[CHALLENGE 1] In the forum thread about the Empire combination square, write out the text from "thanks for a" to "any show discouints.".
[CHALLENGE 2] In the forum thread about the Empire combination square, which part does Empire Level Customer Support believe causes the difficulty in adjusting the 6" square?
[CHALLENGE 3]
Decide whether each statement agrees with the forum thread about the Empire combination square, and answer yes or no for each, quoting the words of the thread that decide it.
(a) PurpLev tried the 6" squares at two HD stores before finding an acceptable one.
(b) The Starrett people at the IWF offered a show discount.
(c) The 12" Empire square that curliejones bought is painted black.

# Empire Combination Square - it is straight.



## AaronK

thanks for a very good review.


----------



## Sawdust2

I was talking with the Starrett people at the IWF last year.
I asked them if they had any show discouints.
"Nope" 
"Why not?" 
"We don't need to."

They know their stuff.

Lee


----------



## PurpLev

good review- and I have to agree. I have an Empire 12" comb-square and found it to be true and square always. I then got the 6" version as well as an all around square- and it too was square - however , I found it hard to locate a 6" square that moved smoothly - I went to 2 HD and tried ALL of them out until I found one that was acceptable. the others were very stiff to move the blade on. but I never experienced that on the 12" version. it is a good solid performer for a VERY reasonable price. period!

now I do have a starrett as my main square, and use the Empire around the house - what I notice about the differences are not so much the squareness, but more the quality of materials used, and their machining - the starett materials are thicker and machined with a better finish = smoother. This gives a heavier tool, a smoother operation, and a more reliable locking mechanism. but from my experience - not more square than the Empire.

Enjoy the square - but don't be one!


----------



## a1Jim

thanks for the review


----------



## rambler7

I too have a couple of empire squares…they are square …thx 4 the reveiw


----------



## Kindlingmaker

...should that be 0.016" for the length of your unit?


----------



## jimc

I also have a 6" Empire combination square that does not adjust smoothly. I thought mine was just an isolated case until I read PurpLev's post above. I have emailed Empire to see if they have a 'fix' for the problem and will post any response received.

Jim


----------



## jimc

This is the response I received from Empire Level Customer Support:

Hi,

Thank you for your email. I have forwarded it on to my supervisor so that we can take a better look at the E255 6" combination square and why perhaps there is so much difficulty in adjusting those. I believe the problem is with the drawnut set. Which we do replace free to our customers. I would like to do that for you as well. Thank you for providing me with your full name and address so I know where to have the drawnut set sent. I wouldn't say yours is an isolated case, however, we don't have a huge amount of problems with this square. Thank you for bringing it to our attention.

I will get you a new drawnet set immediately.

Thank you and have a great day!

When I receive the drawnut set and install it, I will let you know if this corrects the problem. If so, you may want to contact Empire Level CS yourself for the "fix".

Jim


----------



## affyx

Jim, did the drawnut help?


----------



## gleasoncraftworks

I have a the same problem with my Empire 6" square. I read the directions (who does that…for a square!?) and it actually directs to run a line of light machine oil down the channel. I do that from time to time, and mine slides very nicely. Having said that, I can see how the drawnut would definitely wear down over time, and I think it's excellent that Empire will send a new one upon request.

Jared


----------



## curliejones

Just my 2 cents, I bought the Empire tru blue 16" square first and found it to be dead on accurate. About two years later, I bought the 6 inch version for easy carry in the workshop and it too is dead accurate using the flip the square test and with a cut line, thinner than my 0.5mm lead. I find that I am seldom using the 16" square and rewarded my self with a new 12" Empire about a month ago. It is actually painted blue and is true (accurate) so it is my real true blue. The first two were black. I have a small 4 inch double square from PEC that is handy in the apron and accurate, but accuracy over 4 inches must be easier than over 6, 12, or 16 wouldn't ya think? The better name tool is the least smooth operating of the four, the PEC, but the 4 and 6 in will certainly receive the most use as I am beginning to do more "shop work" than carpentry. I have truly considered buying another Empire 6" true blue ($8) just to save measurements during a project. Easier than making a marking gauge, the sharp thin blade of a good marking knife and an accurate adjustable square comes in handy.


----------

[RECORDED INFORMATION]
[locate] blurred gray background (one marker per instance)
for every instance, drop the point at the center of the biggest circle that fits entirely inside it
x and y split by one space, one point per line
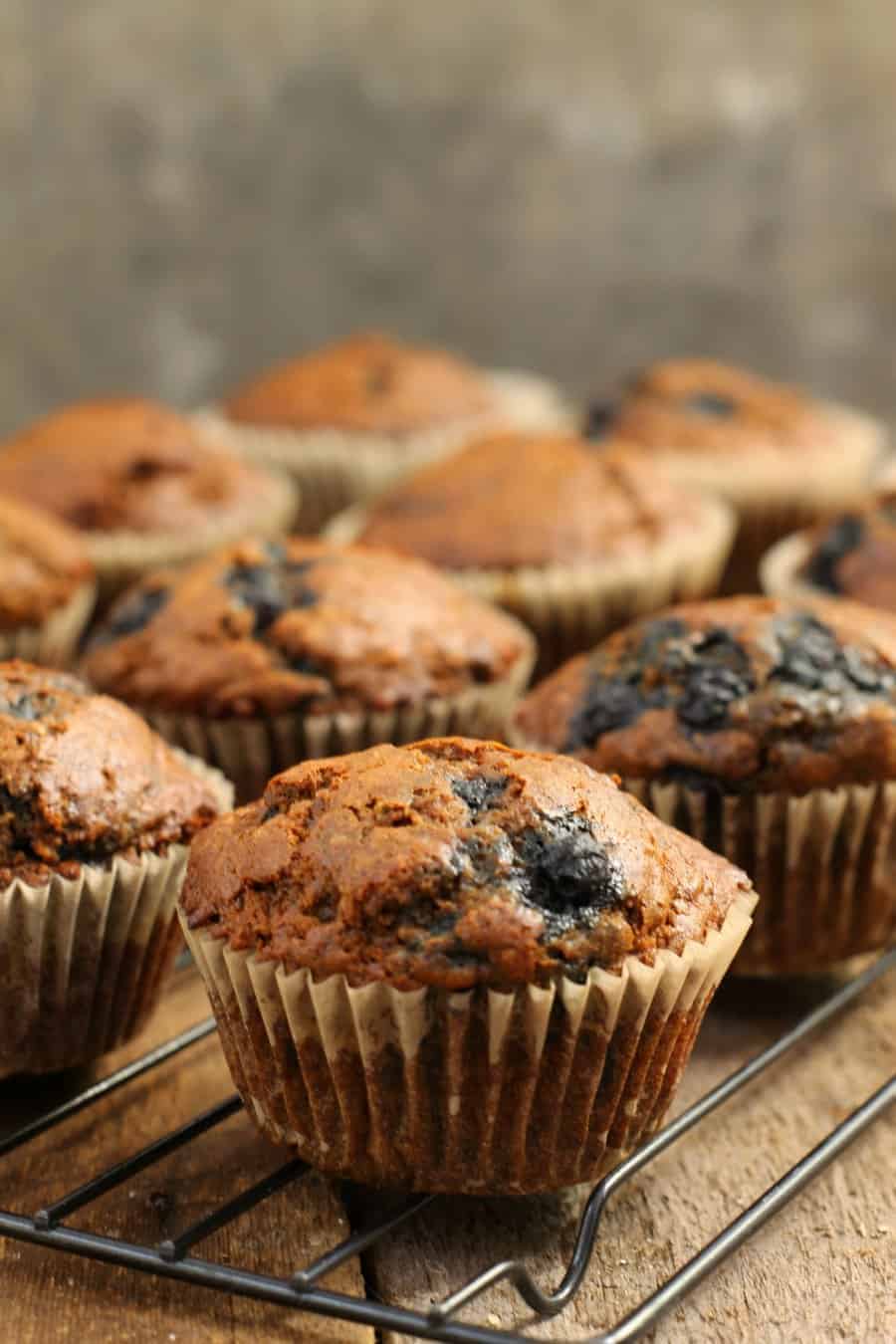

[WORKED ANSWER 1]
thanks for a very good review.


----------



## Sawdust2

I was talking with the Starrett people at the IWF last year.
I asked them if they had any show discouints.

[WORKED ANSWER 2] The drawnut set.

[WORKED ANSWER 3]
(a) Yes: "I went to 2 HD and tried ALL of them out until I found one that was acceptable."
(b) No: "Nope"
(c) No: "It is actually painted blue"